Supplied records:
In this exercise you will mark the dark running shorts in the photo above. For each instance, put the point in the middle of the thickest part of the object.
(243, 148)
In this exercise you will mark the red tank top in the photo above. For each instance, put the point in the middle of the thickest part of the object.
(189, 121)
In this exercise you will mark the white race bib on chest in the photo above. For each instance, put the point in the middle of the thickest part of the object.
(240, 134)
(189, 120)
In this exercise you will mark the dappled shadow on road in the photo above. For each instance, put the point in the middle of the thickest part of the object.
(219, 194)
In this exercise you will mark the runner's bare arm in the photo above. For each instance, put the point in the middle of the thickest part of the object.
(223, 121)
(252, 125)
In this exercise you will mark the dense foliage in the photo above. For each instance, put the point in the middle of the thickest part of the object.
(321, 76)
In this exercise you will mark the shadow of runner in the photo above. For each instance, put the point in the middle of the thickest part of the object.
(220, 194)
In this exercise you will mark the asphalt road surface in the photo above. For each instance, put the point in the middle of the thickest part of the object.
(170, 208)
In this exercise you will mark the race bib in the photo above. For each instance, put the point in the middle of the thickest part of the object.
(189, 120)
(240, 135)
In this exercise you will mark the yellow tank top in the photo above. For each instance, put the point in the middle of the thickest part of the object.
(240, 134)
...
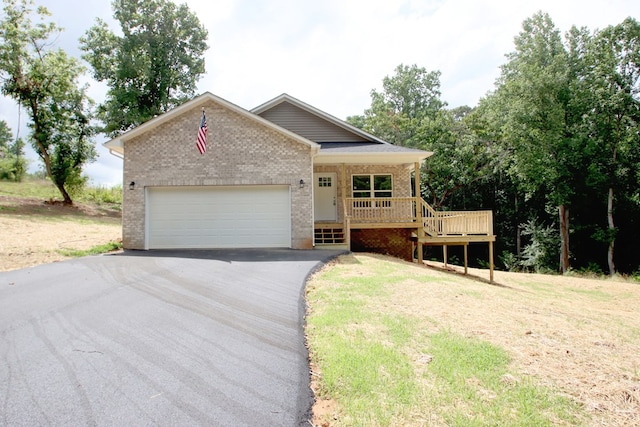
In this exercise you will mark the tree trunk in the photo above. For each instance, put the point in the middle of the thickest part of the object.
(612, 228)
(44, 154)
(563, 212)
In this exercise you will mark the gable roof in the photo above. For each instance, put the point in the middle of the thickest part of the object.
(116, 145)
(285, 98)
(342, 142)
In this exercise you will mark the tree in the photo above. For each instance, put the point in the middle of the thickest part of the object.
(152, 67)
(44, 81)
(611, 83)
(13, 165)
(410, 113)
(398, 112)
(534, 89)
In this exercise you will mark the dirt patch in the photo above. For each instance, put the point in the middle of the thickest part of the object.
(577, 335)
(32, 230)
---
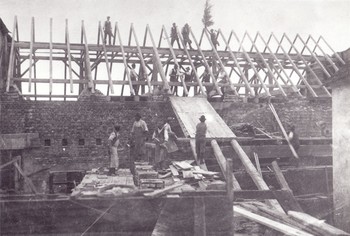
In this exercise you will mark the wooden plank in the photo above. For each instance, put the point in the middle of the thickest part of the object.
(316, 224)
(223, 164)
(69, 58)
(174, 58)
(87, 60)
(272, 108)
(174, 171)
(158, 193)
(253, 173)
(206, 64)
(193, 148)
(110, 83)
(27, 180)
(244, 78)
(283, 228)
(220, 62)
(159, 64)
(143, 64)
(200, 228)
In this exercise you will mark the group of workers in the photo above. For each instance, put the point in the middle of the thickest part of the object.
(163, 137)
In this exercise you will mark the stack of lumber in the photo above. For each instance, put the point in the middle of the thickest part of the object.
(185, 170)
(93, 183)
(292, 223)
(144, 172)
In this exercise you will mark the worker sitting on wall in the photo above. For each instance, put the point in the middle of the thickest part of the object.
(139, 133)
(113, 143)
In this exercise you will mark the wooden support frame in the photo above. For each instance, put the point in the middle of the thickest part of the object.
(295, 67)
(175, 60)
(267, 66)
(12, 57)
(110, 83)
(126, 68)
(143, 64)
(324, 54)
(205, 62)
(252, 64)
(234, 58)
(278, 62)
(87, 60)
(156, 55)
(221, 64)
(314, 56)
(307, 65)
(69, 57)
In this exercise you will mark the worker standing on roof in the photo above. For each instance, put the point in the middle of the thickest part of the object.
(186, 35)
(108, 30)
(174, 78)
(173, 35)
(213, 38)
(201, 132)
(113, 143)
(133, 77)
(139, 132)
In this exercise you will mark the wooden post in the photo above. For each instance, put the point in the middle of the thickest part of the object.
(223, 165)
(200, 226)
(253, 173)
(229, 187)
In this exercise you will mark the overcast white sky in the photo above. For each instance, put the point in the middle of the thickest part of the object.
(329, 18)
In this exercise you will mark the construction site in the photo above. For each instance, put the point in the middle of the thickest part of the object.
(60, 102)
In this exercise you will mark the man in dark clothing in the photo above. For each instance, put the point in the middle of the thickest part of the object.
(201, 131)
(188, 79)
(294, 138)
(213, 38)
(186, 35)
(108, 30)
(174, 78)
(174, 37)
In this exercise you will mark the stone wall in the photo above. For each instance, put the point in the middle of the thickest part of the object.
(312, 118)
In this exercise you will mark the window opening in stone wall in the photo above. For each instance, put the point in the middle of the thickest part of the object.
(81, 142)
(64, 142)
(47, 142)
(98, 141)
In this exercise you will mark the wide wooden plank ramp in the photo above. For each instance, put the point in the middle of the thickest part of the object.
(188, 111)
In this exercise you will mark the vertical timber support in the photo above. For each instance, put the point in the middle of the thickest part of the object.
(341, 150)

Stated problem: Pick out every line above that contains the word "tree" and copy each one. Uppercase and lowercase must match.

The reply:
In this exercise you will mark the tree trunk in the photo above. For each instance, put the point in the middle of the thickest part of the object.
In this exercise you will mark the tree in the photo above. For each instance, put the point in the middle of the thickest part of the object.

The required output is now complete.